▶ Written tasks
1. Decide whether each statement agrees with the Informatica article below, answering yes or no and quoting the exact words of the article that settle it: (a) The first three solutions using the platform are due to ship by the end of 2014 and in early 2015. (b) Ronen Schwartz is listed as chief executive officer. (c) The platform is meant to deliver data to apps, people and devices.
2. List every capability that the Informatica article below says the "virtual data highway" can provide for data.

--- START OF Document ---

Informatica’s Intelligent Data Platform To Offer ‘Virtual Data Highway’ for Structured, Unstructured, Machine Data

Informatica Corp. is working on an innovative Intelligent Data Platform, designed to spur the delivery of all types of data to apps, people and even devices. The first three next-gen solutions to use this smart “virtual data highway,” which can provide intelligence, visibility and management for data, are due to ship by the end of 2014 and in early 2015. IDN speaks with Informatica execs.

Tags: analytics, BI, big data, cloud, data, Informatica, integration, Intelligent Data Platform, RDBMS, unstructured, Vibe, virtual data machine,

Ronen Schwartz
vice president,
general manager


"This is the era of data. So there needs to be a new, more intelligent, data-focused way of doing things."

Informatica Corp. is working on an innovative Intelligent Data Platform (IDP), designed to spur the delivery of all types of data to apps, people and even devices.

--- END OF Document ---
--- START OF Extracted entries ---

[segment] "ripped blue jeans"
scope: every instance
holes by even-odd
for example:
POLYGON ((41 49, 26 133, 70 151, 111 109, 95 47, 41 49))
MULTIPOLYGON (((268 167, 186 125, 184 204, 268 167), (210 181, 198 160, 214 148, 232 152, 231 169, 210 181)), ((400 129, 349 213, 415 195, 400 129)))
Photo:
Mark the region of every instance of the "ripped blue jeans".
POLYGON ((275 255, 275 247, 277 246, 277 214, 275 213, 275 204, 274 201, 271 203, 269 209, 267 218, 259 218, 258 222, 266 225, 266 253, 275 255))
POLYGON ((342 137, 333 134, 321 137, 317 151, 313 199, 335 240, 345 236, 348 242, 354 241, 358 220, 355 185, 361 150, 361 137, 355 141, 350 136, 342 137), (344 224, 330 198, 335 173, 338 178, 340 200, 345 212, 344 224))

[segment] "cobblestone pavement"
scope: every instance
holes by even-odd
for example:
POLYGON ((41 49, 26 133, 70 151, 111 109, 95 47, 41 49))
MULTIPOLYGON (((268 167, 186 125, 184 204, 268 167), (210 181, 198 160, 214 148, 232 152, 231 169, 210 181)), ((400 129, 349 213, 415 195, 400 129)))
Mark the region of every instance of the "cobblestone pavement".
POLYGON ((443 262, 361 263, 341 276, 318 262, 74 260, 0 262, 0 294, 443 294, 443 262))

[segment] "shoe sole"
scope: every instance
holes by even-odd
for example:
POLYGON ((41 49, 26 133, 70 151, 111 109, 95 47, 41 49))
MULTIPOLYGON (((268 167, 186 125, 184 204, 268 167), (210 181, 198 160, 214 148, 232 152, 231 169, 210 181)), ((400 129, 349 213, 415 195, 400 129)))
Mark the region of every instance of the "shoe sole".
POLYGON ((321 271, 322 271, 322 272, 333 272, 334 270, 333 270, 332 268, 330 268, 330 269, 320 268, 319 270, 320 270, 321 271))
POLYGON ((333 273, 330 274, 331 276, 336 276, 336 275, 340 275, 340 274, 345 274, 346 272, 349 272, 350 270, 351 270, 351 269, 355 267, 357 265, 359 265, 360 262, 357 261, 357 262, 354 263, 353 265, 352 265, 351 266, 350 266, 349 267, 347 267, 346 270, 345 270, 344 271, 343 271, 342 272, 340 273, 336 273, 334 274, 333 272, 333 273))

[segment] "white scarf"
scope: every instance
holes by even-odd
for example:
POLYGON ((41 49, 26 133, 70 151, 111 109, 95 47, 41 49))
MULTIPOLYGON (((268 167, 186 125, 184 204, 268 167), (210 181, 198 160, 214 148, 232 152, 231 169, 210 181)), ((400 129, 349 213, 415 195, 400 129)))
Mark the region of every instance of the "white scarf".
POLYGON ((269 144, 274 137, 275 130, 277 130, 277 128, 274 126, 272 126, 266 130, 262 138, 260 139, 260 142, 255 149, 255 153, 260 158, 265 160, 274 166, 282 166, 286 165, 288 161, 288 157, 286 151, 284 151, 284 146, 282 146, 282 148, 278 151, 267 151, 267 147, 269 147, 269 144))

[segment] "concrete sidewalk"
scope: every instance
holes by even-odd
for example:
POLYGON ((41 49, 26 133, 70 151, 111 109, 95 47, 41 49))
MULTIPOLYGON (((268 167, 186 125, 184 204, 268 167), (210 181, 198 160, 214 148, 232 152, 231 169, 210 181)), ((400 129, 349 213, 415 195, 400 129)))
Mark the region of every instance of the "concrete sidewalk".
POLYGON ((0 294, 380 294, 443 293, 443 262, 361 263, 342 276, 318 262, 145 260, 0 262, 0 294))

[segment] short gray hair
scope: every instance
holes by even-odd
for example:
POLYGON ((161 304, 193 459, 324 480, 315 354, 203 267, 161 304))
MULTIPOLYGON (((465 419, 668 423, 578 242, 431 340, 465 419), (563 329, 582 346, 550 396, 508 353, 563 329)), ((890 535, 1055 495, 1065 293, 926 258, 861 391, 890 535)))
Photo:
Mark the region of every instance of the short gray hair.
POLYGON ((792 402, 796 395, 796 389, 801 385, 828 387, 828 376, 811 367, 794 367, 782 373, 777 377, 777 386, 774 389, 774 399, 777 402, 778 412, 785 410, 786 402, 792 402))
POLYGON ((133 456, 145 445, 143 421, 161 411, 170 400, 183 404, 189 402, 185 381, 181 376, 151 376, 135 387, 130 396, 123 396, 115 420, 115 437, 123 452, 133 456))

--- END OF Extracted entries ---

▶ Results by task
1.
(a) Yes: "are due to ship by the end of 2014 and in early 2015"
(b) No: "vice president"
(c) Yes: "designed to spur the delivery of all types of data to apps, people and even devices"

2. Intelligence, visibility, management